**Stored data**

%%

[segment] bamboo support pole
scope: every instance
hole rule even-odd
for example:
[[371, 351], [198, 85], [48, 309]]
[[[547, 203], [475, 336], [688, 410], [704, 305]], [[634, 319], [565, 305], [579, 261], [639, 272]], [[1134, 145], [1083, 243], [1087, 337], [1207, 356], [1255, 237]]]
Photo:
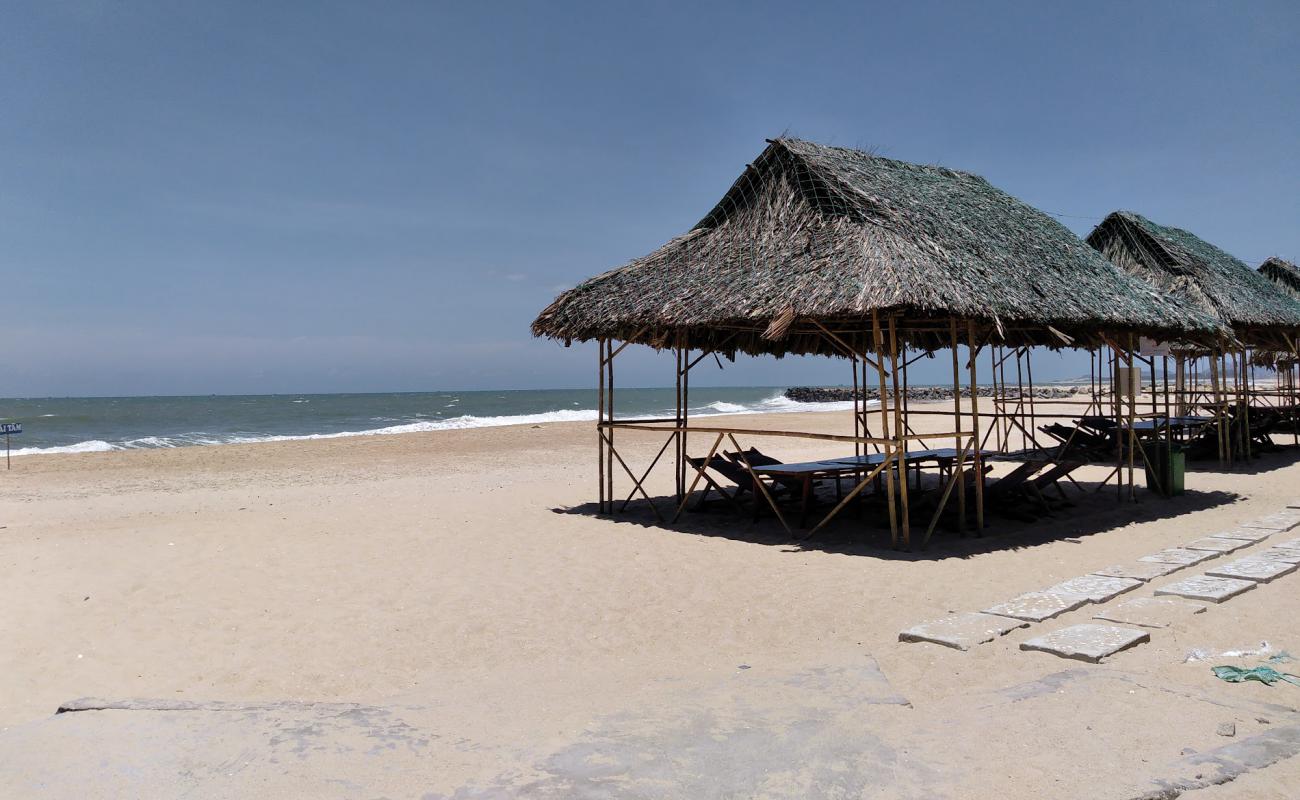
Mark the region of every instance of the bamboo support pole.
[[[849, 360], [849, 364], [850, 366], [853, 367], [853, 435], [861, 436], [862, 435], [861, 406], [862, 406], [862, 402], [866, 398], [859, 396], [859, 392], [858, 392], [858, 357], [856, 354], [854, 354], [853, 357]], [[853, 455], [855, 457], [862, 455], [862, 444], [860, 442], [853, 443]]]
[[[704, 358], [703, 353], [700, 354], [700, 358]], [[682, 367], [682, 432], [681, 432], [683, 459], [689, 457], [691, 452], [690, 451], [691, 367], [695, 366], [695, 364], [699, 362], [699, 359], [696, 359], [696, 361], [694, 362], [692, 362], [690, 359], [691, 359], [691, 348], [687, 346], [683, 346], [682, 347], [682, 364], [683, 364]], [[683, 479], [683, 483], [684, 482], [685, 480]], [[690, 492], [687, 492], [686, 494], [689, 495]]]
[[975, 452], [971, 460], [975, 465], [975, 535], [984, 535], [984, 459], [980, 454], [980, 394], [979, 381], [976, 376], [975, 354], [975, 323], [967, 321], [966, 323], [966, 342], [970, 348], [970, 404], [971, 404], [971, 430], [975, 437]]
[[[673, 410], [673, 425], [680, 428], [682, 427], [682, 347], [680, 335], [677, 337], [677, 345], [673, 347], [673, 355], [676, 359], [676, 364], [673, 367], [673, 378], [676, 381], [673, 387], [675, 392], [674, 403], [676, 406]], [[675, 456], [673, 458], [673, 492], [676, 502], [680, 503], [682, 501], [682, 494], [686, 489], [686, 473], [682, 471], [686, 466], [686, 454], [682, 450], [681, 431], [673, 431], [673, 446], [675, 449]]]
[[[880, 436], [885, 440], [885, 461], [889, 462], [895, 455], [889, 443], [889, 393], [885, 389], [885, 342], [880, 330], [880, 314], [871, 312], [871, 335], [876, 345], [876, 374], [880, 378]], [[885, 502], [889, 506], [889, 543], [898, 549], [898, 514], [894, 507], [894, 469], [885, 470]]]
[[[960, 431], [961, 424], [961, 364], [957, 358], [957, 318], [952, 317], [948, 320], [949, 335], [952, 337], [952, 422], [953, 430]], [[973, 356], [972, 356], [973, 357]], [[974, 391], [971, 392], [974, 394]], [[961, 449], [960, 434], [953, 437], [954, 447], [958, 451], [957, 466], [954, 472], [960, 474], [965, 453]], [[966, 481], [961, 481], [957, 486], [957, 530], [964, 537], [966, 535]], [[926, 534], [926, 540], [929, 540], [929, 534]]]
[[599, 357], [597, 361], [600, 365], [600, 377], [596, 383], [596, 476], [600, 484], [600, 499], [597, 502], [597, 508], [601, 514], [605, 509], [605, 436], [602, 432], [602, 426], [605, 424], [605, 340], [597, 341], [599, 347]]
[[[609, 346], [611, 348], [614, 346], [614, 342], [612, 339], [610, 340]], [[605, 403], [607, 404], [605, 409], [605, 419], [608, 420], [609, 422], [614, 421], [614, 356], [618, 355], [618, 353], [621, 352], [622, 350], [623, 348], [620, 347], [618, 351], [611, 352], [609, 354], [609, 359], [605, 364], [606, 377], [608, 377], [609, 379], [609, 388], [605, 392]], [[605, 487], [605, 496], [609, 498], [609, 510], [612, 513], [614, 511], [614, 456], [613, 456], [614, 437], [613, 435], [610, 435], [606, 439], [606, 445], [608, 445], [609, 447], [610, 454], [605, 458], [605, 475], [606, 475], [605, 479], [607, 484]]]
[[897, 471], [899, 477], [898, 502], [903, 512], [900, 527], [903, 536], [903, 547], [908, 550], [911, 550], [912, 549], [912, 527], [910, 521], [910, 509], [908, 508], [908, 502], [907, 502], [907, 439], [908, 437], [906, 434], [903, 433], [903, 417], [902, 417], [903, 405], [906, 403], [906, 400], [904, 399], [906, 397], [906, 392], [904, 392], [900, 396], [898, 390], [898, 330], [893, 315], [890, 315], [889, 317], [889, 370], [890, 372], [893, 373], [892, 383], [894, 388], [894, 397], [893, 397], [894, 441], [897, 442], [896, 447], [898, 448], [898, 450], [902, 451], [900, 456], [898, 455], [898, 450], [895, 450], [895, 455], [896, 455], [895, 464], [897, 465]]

%%
%%

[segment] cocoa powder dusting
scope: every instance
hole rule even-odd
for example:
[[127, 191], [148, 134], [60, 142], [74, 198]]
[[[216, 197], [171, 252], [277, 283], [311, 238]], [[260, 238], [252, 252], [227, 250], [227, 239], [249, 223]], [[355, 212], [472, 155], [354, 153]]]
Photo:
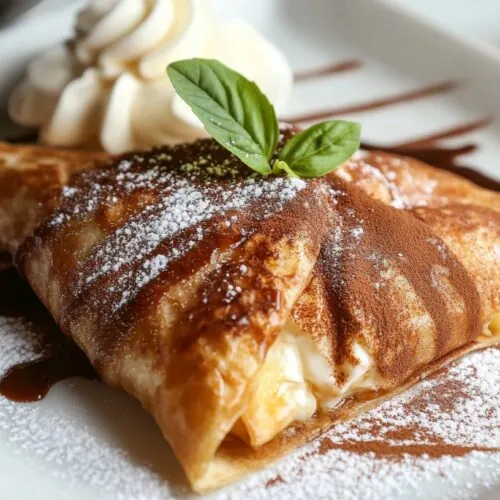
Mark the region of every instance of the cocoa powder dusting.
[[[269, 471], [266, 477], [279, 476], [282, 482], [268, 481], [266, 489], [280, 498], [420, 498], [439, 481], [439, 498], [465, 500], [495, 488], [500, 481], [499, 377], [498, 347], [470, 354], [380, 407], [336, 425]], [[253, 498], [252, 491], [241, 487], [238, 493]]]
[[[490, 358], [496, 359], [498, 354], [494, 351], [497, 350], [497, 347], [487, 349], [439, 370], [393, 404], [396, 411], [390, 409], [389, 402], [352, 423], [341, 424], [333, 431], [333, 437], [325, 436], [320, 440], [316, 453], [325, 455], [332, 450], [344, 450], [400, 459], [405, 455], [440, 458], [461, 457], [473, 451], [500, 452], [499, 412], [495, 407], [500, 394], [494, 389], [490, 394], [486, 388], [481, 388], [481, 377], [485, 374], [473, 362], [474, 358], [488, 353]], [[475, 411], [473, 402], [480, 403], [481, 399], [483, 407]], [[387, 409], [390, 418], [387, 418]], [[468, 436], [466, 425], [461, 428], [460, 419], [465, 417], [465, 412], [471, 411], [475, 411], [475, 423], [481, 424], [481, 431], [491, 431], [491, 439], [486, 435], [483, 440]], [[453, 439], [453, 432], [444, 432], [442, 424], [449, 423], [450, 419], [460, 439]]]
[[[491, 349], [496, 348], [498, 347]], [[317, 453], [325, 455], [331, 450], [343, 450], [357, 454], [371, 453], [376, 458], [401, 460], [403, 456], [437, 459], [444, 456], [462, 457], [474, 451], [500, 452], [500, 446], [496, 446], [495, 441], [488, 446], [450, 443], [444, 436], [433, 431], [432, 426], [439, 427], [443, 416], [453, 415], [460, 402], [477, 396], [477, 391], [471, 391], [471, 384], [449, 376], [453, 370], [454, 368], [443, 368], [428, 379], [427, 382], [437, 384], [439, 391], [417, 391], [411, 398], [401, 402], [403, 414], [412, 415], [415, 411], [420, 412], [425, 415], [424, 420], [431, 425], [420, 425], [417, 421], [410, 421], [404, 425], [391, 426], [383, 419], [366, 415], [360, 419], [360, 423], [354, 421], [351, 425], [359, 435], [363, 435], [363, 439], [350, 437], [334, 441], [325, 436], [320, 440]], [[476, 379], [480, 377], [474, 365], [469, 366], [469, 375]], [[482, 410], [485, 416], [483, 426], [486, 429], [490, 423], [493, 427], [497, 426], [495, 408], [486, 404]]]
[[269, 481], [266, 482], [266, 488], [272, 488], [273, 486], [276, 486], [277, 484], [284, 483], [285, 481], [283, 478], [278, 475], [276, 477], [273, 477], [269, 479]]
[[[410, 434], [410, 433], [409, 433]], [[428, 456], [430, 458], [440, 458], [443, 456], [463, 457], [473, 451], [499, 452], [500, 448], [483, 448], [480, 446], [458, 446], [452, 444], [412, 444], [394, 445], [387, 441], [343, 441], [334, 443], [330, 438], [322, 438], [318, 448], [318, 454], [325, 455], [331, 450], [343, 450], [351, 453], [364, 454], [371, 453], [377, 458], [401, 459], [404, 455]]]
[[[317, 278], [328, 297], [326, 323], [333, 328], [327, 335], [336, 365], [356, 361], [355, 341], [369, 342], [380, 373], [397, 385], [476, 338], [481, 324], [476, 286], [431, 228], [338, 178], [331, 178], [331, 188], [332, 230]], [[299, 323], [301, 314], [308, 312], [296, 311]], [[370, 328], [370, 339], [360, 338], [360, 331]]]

%%

**Your task**
The lines to return are those with the string "every" in them; copy each from the entries above.

**Response box**
scope: every instance
Mark the region of every instance of the bamboo support pole.
scope: every instance
Mark the region of every instance of the cocoa powder dusting.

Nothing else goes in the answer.